### Problem to work on
Give the data a second time, exactly and in full.

(Stored data entries)
###

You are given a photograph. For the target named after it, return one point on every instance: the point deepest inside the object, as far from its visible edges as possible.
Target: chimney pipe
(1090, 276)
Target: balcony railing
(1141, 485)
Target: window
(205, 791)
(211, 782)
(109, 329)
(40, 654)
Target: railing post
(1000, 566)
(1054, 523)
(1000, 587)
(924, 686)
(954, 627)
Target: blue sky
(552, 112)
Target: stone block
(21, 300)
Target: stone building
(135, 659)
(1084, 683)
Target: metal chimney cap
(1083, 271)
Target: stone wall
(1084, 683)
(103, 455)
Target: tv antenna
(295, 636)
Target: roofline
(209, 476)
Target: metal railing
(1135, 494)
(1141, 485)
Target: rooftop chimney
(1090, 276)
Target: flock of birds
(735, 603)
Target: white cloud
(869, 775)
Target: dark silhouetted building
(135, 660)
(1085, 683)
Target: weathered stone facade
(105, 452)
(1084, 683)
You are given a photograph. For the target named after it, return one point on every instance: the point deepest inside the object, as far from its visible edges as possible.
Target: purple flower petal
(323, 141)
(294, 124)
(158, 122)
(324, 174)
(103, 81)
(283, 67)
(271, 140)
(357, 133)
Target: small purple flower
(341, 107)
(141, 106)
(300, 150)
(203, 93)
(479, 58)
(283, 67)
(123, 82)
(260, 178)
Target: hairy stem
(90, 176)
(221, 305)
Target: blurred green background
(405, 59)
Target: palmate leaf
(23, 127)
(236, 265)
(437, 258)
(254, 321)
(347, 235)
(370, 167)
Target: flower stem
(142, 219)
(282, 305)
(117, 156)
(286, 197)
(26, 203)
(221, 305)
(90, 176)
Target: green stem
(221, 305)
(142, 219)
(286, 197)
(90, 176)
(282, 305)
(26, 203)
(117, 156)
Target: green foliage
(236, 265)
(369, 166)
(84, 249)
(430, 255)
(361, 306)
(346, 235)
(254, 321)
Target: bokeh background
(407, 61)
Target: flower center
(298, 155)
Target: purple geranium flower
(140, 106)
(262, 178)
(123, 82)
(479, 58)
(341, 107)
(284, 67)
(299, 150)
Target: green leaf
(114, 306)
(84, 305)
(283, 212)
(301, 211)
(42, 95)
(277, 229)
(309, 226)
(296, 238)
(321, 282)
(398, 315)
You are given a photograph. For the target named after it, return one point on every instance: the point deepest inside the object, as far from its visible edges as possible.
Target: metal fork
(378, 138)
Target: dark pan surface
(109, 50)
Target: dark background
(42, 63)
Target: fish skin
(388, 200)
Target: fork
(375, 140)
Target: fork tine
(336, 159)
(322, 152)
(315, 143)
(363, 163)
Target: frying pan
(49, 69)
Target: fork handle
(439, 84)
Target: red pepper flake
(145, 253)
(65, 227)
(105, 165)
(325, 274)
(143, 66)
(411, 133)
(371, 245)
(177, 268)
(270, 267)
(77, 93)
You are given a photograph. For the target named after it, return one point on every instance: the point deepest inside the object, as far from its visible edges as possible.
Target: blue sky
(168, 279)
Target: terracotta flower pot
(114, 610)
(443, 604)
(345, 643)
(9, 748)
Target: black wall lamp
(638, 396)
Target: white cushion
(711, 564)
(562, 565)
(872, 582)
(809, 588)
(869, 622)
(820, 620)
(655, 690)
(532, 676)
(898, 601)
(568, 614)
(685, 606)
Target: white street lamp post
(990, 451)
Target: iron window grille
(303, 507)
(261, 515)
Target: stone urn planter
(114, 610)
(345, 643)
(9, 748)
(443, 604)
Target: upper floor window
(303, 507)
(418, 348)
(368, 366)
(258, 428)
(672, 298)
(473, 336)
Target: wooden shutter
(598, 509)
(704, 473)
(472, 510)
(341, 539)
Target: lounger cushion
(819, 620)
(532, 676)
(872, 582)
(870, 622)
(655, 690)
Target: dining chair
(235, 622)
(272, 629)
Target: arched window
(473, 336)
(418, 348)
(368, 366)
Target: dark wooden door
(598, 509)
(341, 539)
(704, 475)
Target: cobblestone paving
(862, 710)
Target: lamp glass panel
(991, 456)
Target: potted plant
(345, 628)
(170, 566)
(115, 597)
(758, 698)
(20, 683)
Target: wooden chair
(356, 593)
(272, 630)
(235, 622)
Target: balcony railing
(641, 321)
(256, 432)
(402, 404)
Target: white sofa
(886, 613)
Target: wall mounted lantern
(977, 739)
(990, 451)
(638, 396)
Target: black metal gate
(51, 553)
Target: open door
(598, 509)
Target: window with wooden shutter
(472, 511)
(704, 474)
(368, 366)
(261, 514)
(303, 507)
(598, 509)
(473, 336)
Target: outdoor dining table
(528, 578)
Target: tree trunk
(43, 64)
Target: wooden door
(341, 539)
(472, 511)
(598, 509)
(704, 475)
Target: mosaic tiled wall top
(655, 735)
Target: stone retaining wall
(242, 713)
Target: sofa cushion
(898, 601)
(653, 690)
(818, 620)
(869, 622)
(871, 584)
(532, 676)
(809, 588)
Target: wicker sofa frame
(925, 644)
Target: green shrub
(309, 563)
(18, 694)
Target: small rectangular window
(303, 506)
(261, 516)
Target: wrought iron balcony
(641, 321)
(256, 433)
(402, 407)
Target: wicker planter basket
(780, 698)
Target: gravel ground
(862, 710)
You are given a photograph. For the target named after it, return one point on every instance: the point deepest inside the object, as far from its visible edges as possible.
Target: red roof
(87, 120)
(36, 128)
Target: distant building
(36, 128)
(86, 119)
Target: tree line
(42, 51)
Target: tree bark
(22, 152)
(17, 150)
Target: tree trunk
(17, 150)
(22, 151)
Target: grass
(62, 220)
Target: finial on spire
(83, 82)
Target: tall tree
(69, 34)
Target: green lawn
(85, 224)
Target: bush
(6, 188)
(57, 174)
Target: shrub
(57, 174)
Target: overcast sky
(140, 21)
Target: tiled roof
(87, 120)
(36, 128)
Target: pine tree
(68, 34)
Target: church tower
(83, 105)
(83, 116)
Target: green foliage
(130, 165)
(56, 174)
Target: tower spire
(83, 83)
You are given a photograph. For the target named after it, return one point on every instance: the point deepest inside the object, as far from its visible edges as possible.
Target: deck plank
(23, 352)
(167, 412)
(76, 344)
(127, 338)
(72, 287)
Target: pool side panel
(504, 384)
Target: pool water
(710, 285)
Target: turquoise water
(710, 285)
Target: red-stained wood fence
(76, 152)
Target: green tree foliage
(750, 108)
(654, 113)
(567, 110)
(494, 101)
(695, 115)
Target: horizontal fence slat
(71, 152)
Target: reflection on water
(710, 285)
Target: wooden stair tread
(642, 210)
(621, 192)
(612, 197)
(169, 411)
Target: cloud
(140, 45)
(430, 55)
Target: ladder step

###

### Task solution
You are given a photograph. For the target named after it, return one point on every instance: the point deepest inside the object, as far from its visible edges as possible.
Target: chimney pipe
(1090, 276)
Target: balcony railing
(1141, 485)
Target: window
(205, 791)
(211, 782)
(109, 329)
(40, 654)
Target: railing post
(1000, 566)
(1054, 523)
(1000, 587)
(924, 686)
(954, 627)
Target: blue sky
(552, 112)
Target: stone block
(21, 300)
Target: stone building
(135, 659)
(1084, 683)
Target: metal chimney cap
(1083, 271)
Target: stone wall
(1084, 683)
(103, 455)
Target: tv antenna
(295, 636)
Target: roofline
(209, 476)
Target: metal railing
(1135, 494)
(1141, 485)
Target: rooftop chimney
(1090, 276)
Target: flock of birds
(735, 603)
Target: white cloud
(869, 775)
Target: dark silhouetted building
(135, 660)
(1085, 683)
Target: weathered stone facade
(105, 452)
(1084, 683)
You are given a photograph. For the target named after it, return one point on every instance: the point deepest inside the object, as far from its visible edges as possible.
Target: purple flower petal
(323, 141)
(294, 124)
(158, 122)
(324, 174)
(103, 81)
(283, 67)
(271, 140)
(357, 133)
Target: small purple flower
(341, 107)
(141, 106)
(300, 150)
(203, 93)
(479, 58)
(283, 67)
(123, 82)
(260, 178)
Target: hairy stem
(90, 176)
(221, 305)
Target: blurred green background
(405, 59)
Target: palmate leaf
(23, 127)
(236, 265)
(437, 258)
(254, 321)
(347, 235)
(370, 167)
Target: flower stem
(142, 219)
(282, 305)
(117, 156)
(286, 197)
(26, 203)
(221, 305)
(90, 176)
Target: green stem
(221, 305)
(142, 219)
(286, 197)
(90, 176)
(282, 305)
(26, 203)
(117, 156)
Target: green foliage
(236, 265)
(369, 166)
(84, 249)
(430, 255)
(361, 306)
(346, 235)
(254, 321)
Target: bokeh background
(407, 61)
Target: flower center
(298, 155)
Target: purple geranium flower
(140, 106)
(262, 178)
(123, 82)
(479, 58)
(341, 107)
(284, 67)
(299, 150)
Target: green leaf
(114, 306)
(84, 305)
(283, 212)
(301, 211)
(42, 95)
(277, 229)
(309, 226)
(296, 238)
(321, 282)
(398, 315)
You are given a photograph. For the target named after it, return one point on every instance: the point deepest inside the object, as far from its visible edges as possible.
Target: metal fork
(378, 138)
Target: dark pan surface
(109, 50)
Target: dark background
(42, 63)
Target: fish skin
(388, 200)
Target: fork
(375, 140)
Target: fork tine
(336, 159)
(322, 152)
(315, 143)
(363, 163)
Target: frying pan
(49, 69)
Target: fork handle
(439, 84)
Target: red pepper flake
(145, 253)
(65, 227)
(105, 165)
(325, 274)
(143, 66)
(411, 133)
(371, 245)
(177, 268)
(270, 267)
(77, 93)
You are given a photograph. For the target named after it, return one point on every instance: the point deepest inside the object, as far from its visible edges as possible.
Target: blue sky
(168, 279)
Target: terracotta flower pot
(114, 610)
(443, 604)
(345, 643)
(9, 748)
Target: black wall lamp
(638, 396)
Target: white cushion
(711, 564)
(562, 565)
(872, 582)
(809, 588)
(869, 622)
(820, 620)
(655, 690)
(532, 676)
(898, 601)
(568, 614)
(685, 606)
Target: white street lamp post
(990, 451)
Target: iron window grille
(303, 507)
(261, 515)
Target: stone urn planter
(114, 610)
(345, 643)
(9, 748)
(443, 604)
Target: upper floor window
(303, 507)
(418, 348)
(368, 366)
(258, 428)
(672, 298)
(473, 336)
Target: wooden shutter
(598, 509)
(704, 473)
(472, 510)
(341, 539)
Target: lounger cushion
(819, 620)
(532, 676)
(872, 582)
(870, 622)
(655, 690)
Target: dining chair
(235, 622)
(272, 629)
Target: arched window
(473, 336)
(418, 348)
(368, 366)
Target: dark wooden door
(598, 509)
(341, 539)
(704, 475)
Target: cobblestone paving
(862, 710)
Target: lamp glass panel
(991, 456)
Target: potted plant
(345, 628)
(170, 566)
(115, 597)
(758, 698)
(20, 683)
Target: wooden chair
(356, 593)
(272, 630)
(235, 622)
Target: balcony railing
(641, 321)
(256, 432)
(402, 404)
Target: white sofa
(886, 613)
Target: wall mounted lantern
(977, 739)
(990, 451)
(638, 396)
Target: black metal gate
(51, 553)
Target: open door
(598, 509)
Target: window with wooden shutter
(472, 511)
(704, 474)
(368, 366)
(261, 514)
(303, 507)
(598, 509)
(473, 336)
Target: outdoor dining table
(528, 578)
Target: tree trunk
(43, 64)
Target: wooden door
(341, 539)
(472, 511)
(598, 509)
(704, 475)
Target: mosaic tiled wall top
(655, 735)
Target: stone retaining wall
(242, 713)
Target: sofa cushion
(898, 601)
(653, 690)
(818, 620)
(869, 622)
(871, 584)
(532, 676)
(809, 588)
Target: wicker sofa frame
(925, 644)
Target: green shrub
(309, 563)
(18, 694)
Target: small rectangular window
(303, 506)
(261, 516)
Target: wrought iron balcony
(641, 321)
(256, 433)
(402, 407)
Target: wicker planter basket
(780, 698)
Target: gravel ground
(862, 710)
You are given a photograph. For the target named after it, return one point on every instance: the point deepest inside the object, as far from its visible edges as possible.
Target: red roof
(87, 120)
(36, 128)
Target: distant building
(36, 128)
(86, 119)
Target: tree line
(42, 51)
Target: tree bark
(22, 152)
(17, 150)
Target: tree trunk
(17, 150)
(22, 151)
Target: grass
(62, 220)
Target: finial on spire
(83, 82)
Target: tall tree
(69, 34)
Target: green lawn
(85, 224)
Target: bush
(6, 188)
(57, 174)
Target: shrub
(57, 174)
Target: overcast sky
(140, 21)
Target: tiled roof
(87, 120)
(36, 128)
Target: pine tree
(68, 34)
Target: church tower
(83, 105)
(83, 116)
Target: green foliage
(130, 165)
(56, 174)
Target: tower spire
(83, 83)
You are given a photograph. For the target named after it, return one point on every instance: the point deepest inside the object, as far from its visible edges as possible.
Target: deck plank
(23, 352)
(167, 412)
(76, 344)
(127, 338)
(72, 287)
Target: pool side panel
(504, 384)
Target: pool water
(710, 285)
Target: turquoise water
(710, 285)
Target: red-stained wood fence
(76, 152)
Target: green tree foliage
(750, 108)
(654, 113)
(567, 110)
(494, 101)
(695, 115)
Target: horizontal fence slat
(71, 152)
Target: reflection on water
(710, 285)
Target: wooden stair tread
(642, 210)
(621, 192)
(612, 197)
(169, 411)
Target: cloud
(140, 45)
(430, 55)
Target: ladder step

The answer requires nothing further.